* **Görev 1**
Aşağıdaki boşanma davası kararını baştan sona, hiçbir değişiklik yapmadan aynen tekrarla.

* **Verilen metin**
┄┄┄┄┄┄

Logo

2. Hukuk Dairesi2023/3985 E. 2024/643 K.

Yapay Zeka Özeti

Uyuşmazlık: Karşılıklı boşanma davasında, eksik inceleme yapılıp yapılmadığı, boşanmaya sebep olan olaylar, kusur durumu, velayet, iştirak nafakası ve maddi manevi tazminatın hüküm altına alınmasının yerinde olup olmadığı hususlarında uyuşmazlık bulunmaktadır.

Gerekçe ve Sonuç: Dosyadaki yazılara, kararın dayandığı deliller ile kanuni gerektirici sebeplere, delillerin takdirinde isabetsizlik görülmemesi ve sosyal inceleme raporunun mevcut olduğunun anlaşılması gözetilerek, istinaf itirazlarının yerinde olmadığı gerekçesiyle davalı-davacı erkek vekilinin temyiz isteminin reddine ve Bölge Adliye Mahkemesi kararının onanmasına karar verilmiştir.

Karar Metni

"İçtihat Metni"

MAHKEMESİ : Antalya Bölge Adliye Mahkemesi 2. Hukuk Dairesi

SAYISI : 2021/2976 E., 2023/676 K.

DAVA TARİHİ : 10.09.2019-07.10.2019

KARAR : İstinaf başvurusunun esastan reddi

İLK DERECE MAHKEMESİ : Antalya 10. Aile Mahkemesi

SAYISI : 2019/105 E., 2021/640 K.

┄┄┄┄┄┄

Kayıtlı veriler

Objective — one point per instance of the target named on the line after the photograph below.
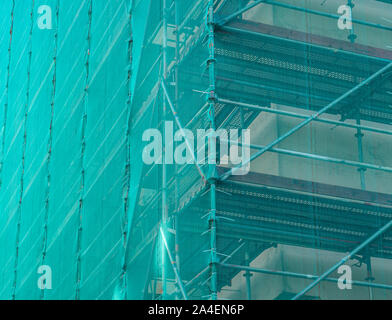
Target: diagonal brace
(179, 282)
(177, 119)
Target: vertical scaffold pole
(212, 175)
(248, 276)
(164, 168)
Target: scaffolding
(210, 66)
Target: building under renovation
(287, 195)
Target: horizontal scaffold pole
(303, 276)
(302, 116)
(364, 83)
(345, 259)
(227, 19)
(317, 157)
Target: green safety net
(311, 82)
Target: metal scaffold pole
(212, 174)
(164, 168)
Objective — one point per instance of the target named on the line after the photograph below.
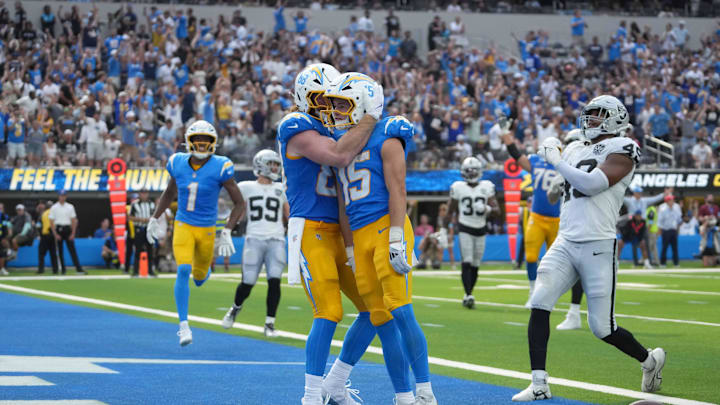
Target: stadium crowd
(78, 90)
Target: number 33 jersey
(198, 190)
(584, 218)
(467, 196)
(264, 209)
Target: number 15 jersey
(588, 218)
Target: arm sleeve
(587, 183)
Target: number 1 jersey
(198, 190)
(264, 209)
(587, 218)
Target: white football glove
(480, 207)
(153, 232)
(225, 245)
(373, 101)
(550, 150)
(350, 252)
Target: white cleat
(342, 396)
(185, 335)
(270, 330)
(652, 377)
(425, 397)
(533, 393)
(469, 302)
(572, 321)
(229, 317)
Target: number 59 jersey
(467, 196)
(264, 209)
(588, 218)
(198, 190)
(310, 186)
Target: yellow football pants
(381, 288)
(195, 246)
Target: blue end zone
(36, 327)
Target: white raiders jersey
(584, 218)
(467, 196)
(264, 209)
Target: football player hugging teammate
(596, 176)
(196, 178)
(374, 198)
(266, 208)
(320, 254)
(473, 199)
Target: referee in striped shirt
(140, 213)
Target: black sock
(625, 341)
(577, 293)
(273, 298)
(465, 269)
(538, 335)
(242, 292)
(473, 276)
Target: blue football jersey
(310, 187)
(198, 190)
(363, 181)
(542, 175)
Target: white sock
(539, 377)
(423, 387)
(404, 398)
(338, 374)
(649, 362)
(313, 388)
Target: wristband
(513, 151)
(396, 234)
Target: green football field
(677, 309)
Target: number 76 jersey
(588, 218)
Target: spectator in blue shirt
(300, 22)
(660, 123)
(577, 28)
(279, 17)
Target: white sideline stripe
(375, 350)
(53, 402)
(22, 381)
(518, 306)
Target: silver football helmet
(267, 163)
(604, 115)
(471, 169)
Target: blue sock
(357, 339)
(182, 290)
(201, 282)
(532, 271)
(395, 361)
(414, 340)
(317, 348)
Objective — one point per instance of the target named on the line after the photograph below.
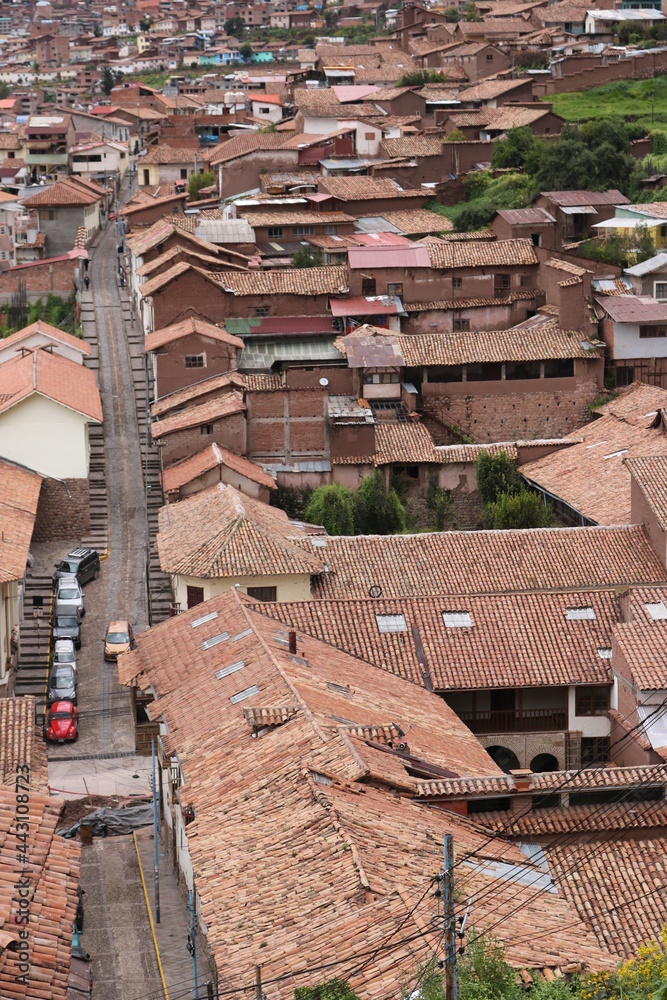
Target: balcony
(530, 720)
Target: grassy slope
(630, 99)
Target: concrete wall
(492, 411)
(46, 437)
(289, 588)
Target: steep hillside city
(333, 500)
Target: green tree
(524, 509)
(333, 507)
(198, 181)
(378, 512)
(305, 257)
(496, 474)
(107, 81)
(235, 26)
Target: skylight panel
(457, 619)
(391, 623)
(215, 640)
(205, 618)
(231, 669)
(246, 693)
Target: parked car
(66, 625)
(119, 639)
(62, 722)
(84, 564)
(64, 652)
(68, 589)
(62, 683)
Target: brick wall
(494, 413)
(63, 510)
(41, 278)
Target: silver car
(68, 591)
(64, 652)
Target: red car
(62, 722)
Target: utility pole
(156, 869)
(449, 928)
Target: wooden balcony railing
(514, 721)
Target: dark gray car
(62, 683)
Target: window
(515, 370)
(625, 376)
(647, 331)
(391, 623)
(485, 371)
(195, 361)
(592, 701)
(194, 596)
(263, 593)
(446, 373)
(559, 368)
(595, 750)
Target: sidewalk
(172, 931)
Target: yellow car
(118, 639)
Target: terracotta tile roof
(523, 295)
(64, 193)
(602, 494)
(21, 743)
(447, 254)
(51, 869)
(248, 142)
(501, 345)
(487, 562)
(512, 641)
(412, 145)
(52, 332)
(167, 155)
(50, 375)
(221, 533)
(207, 412)
(650, 474)
(186, 328)
(330, 280)
(367, 188)
(176, 400)
(270, 218)
(642, 641)
(417, 221)
(319, 802)
(210, 458)
(612, 871)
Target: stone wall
(63, 510)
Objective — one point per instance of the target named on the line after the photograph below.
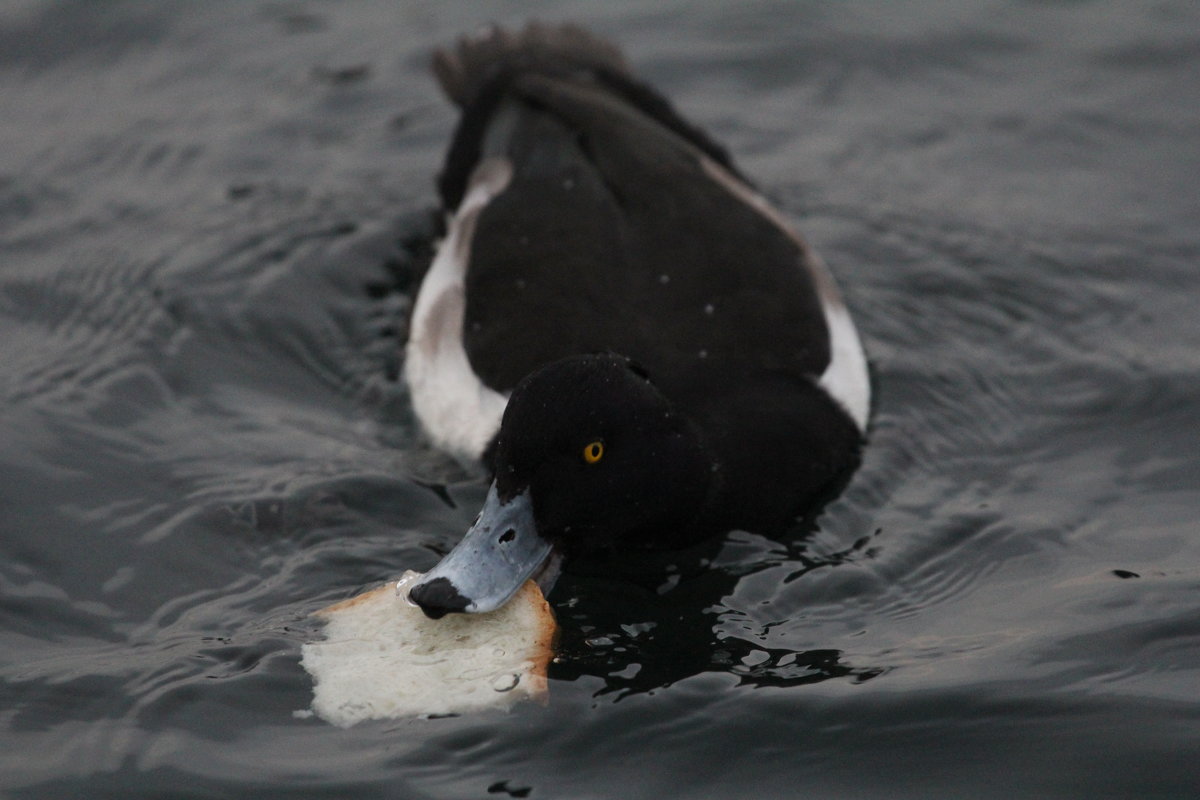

┄┄┄┄┄┄

* **Görev 2**
Yukarıdaki listeden "shirt" dizesini içeren bütün satırları ayıkla. Büyük ve küçük harf farkını gözet.

* **Doğru sonuç 1**
Logo

2. Hukuk Dairesi2023/3985 E. 2024/643 K.

Yapay Zeka Özeti

Uyuşmazlık: Karşılıklı boşanma davasında, eksik inceleme yapılıp yapılmadığı, boşanmaya sebep olan olaylar, kusur durumu, velayet, iştirak nafakası ve maddi manevi tazminatın hüküm altına alınmasının yerinde olup olmadığı hususlarında uyuşmazlık bulunmaktadır.

Gerekçe ve Sonuç: Dosyadaki yazılara, kararın dayandığı deliller ile kanuni gerektirici sebeplere, delillerin takdirinde isabetsizlik görülmemesi ve sosyal inceleme raporunun mevcut olduğunun anlaşılması gözetilerek, istinaf itirazlarının yerinde olmadığı gerekçesiyle davalı-davacı erkek vekilinin temyiz isteminin reddine ve Bölge Adliye Mahkemesi kararının onanmasına karar verilmiştir.

Karar Metni

"İçtihat Metni"

MAHKEMESİ : Antalya Bölge Adliye Mahkemesi 2. Hukuk Dairesi

SAYISI : 2021/2976 E., 2023/676 K.

DAVA TARİHİ : 10.09.2019-07.10.2019

KARAR : İstinaf başvurusunun esastan reddi

İLK DERECE MAHKEMESİ : Antalya 10. Aile Mahkemesi

SAYISI : 2019/105 E., 2021/640 K.

* **Doğru sonuç 2**
Target: referee in striped shirt
Target: spectator in blue shirt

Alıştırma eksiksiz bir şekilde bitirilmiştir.